===== RECORD SET

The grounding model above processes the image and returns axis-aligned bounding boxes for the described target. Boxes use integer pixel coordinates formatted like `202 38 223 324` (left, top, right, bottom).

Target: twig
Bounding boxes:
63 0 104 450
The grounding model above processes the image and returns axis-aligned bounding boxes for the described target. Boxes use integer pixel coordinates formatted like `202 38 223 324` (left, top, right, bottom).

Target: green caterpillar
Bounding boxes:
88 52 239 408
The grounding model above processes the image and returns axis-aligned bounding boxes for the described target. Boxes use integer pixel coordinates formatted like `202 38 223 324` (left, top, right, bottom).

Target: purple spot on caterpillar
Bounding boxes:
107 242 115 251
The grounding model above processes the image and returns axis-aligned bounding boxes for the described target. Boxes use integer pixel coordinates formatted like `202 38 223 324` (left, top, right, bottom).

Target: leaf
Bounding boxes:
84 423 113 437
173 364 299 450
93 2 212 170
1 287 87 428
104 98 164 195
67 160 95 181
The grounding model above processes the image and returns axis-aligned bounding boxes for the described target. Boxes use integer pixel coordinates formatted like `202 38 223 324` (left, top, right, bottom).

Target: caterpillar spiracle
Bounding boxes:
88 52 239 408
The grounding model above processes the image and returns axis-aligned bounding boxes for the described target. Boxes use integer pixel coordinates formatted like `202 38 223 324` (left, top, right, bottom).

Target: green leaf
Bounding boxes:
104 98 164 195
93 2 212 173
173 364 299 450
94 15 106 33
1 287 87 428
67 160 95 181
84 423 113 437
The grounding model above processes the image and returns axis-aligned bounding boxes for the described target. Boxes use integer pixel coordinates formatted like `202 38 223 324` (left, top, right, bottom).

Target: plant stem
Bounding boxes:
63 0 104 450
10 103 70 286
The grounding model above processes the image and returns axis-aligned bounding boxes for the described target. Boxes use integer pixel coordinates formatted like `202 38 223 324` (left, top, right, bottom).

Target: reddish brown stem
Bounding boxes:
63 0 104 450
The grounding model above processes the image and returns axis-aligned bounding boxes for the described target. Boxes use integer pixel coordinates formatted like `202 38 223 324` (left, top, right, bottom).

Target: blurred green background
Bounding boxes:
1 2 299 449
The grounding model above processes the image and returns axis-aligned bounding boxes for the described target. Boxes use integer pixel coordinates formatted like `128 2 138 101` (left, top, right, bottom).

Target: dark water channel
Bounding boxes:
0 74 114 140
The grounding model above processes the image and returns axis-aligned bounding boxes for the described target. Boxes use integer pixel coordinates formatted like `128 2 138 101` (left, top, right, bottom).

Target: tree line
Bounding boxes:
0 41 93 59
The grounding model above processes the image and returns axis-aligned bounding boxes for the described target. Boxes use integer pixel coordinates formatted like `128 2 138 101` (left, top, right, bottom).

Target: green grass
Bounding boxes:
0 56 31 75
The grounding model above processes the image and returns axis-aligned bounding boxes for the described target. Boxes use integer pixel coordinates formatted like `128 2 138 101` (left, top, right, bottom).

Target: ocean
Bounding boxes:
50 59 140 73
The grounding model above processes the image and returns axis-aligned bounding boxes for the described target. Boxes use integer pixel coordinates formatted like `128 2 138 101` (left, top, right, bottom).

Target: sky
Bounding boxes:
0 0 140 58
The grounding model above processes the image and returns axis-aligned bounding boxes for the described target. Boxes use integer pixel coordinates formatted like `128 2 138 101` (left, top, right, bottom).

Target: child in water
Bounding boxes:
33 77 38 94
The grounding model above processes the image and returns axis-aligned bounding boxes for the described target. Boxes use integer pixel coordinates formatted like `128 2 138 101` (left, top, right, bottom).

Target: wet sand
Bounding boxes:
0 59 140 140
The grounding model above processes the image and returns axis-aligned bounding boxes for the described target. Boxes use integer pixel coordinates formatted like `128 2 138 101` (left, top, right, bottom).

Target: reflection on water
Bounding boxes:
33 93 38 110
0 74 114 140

==========

EXERCISE DESCRIPTION:
Copy every record above again, unchanged, in the same order.

SOLUTION FOR THIS EXERCISE:
The grounding model above processes the image and returns axis-aligned bounding boxes for the described target. Boxes use integer pixel coordinates formatted like `202 38 223 324` (left, top, right, bottom).

Target: twig
Bounding boxes:
63 0 104 450
The grounding model above processes the image and returns axis-aligned bounding boxes for the described target. Boxes use integer pixel coordinates formatted like `202 38 223 324` (left, top, right, bottom).

Target: green caterpillar
Bounding boxes:
88 52 239 408
The grounding model above processes the image and returns axis-aligned bounding boxes for the described target. Boxes use integer pixel coordinates formatted like `202 38 223 324` (left, top, right, bottom).

Target: purple spot on caterpillar
Bounding boxes:
107 242 115 251
The grounding model above processes the image and returns axis-aligned bounding boxes for the described target. Boxes use integer pixel coordinates formatted like `202 38 223 324` (left, top, right, bottom).

Target: leaf
Bounding boxes:
84 423 113 437
173 364 299 450
93 2 212 170
1 287 87 428
104 98 164 195
67 160 95 181
The grounding model above processes the image and returns axis-aligned bounding boxes for the described target. Boxes use integer pixel coordinates formatted like `202 38 223 324` (left, top, right, bottom).

Target: caterpillar spiracle
Bounding boxes:
88 52 239 408
The grounding model above processes the image and returns axis-aligned bounding boxes for the described target. Boxes use integer pixel coordinates formatted like `202 38 223 324` (left, top, right, bottom).

Target: green leaf
Bounding boxes:
104 98 164 195
93 2 212 173
173 364 299 450
94 15 106 33
1 287 87 428
67 160 95 181
84 423 113 437
The grounding model above processes the image and returns axis-aligned bounding boxes for the described target. Boxes use integer pixel coordinates formatted like `202 38 223 324` (left, top, right, bottom).

Target: plant stem
Bounding boxes:
63 0 104 450
10 103 70 286
The grounding model above processes the image and returns axis-aligned bounding boxes for the described target. Boxes use integer pixel coordinates formatted like `202 38 223 324` (left, top, right, bottom).

Target: reddish brown stem
Bounding boxes:
63 0 104 450
The grounding model above processes the image and returns axis-aligned bounding boxes for the described target. Boxes use integer pixel coordinates formatted like `202 38 223 324` (left, top, right, bottom).

Target: blurred green background
Bounding boxes:
1 2 299 449
The grounding model above processes the image and returns axis-aligned bounding boxes for the described target. Boxes use integer pixel coordinates formatted like `128 2 138 101` (left, top, right, bottom).

Target: dark water channel
Bounding boxes:
0 74 114 140
The grounding model above processes the image and returns axis-aligned bounding boxes for the described target. Boxes use integer pixel coordinates formatted like `128 2 138 101` (left, top, right, bottom).

Target: tree line
Bounding boxes:
0 41 93 59
The grounding model above processes the image and returns axis-aligned bounding boxes for the described target. Boxes use integer pixel coordinates formatted like `128 2 138 101` (left, top, right, bottom).

Target: green grass
Bounding boxes:
0 56 31 75
The grounding model above processes the image and returns axis-aligned bounding boxes for the described target. Boxes use integer pixel coordinates formatted like `128 2 138 101` (left, top, right, bottom).

Target: ocean
Bounding boxes:
50 59 140 73
The grounding model above processes the image and returns axis-aligned bounding boxes for the described target. Boxes use integer pixel coordinates formatted like `128 2 138 101` (left, top, right, bottom).

Target: sky
Bounding boxes:
0 0 140 58
The grounding model above processes the image and returns axis-aligned bounding boxes for the described target. Boxes use integer pixel coordinates formatted like `128 2 138 101` (left, top, right, bottom).

Target: child in water
Bounding boxes:
33 77 38 94
The grounding model above processes the image and returns axis-aligned bounding boxes for the described target. Boxes use integer pixel coordinates formatted like `128 2 138 101` (left, top, right, bottom).

Target: wet sand
Bounding boxes:
0 59 140 140
The grounding model above processes the image and returns axis-aligned bounding boxes for the described target. Boxes use integer pixel coordinates formatted like `128 2 138 101` (left, top, right, bottom).

Target: reflection on water
Bounding boxes:
33 93 38 110
0 74 114 140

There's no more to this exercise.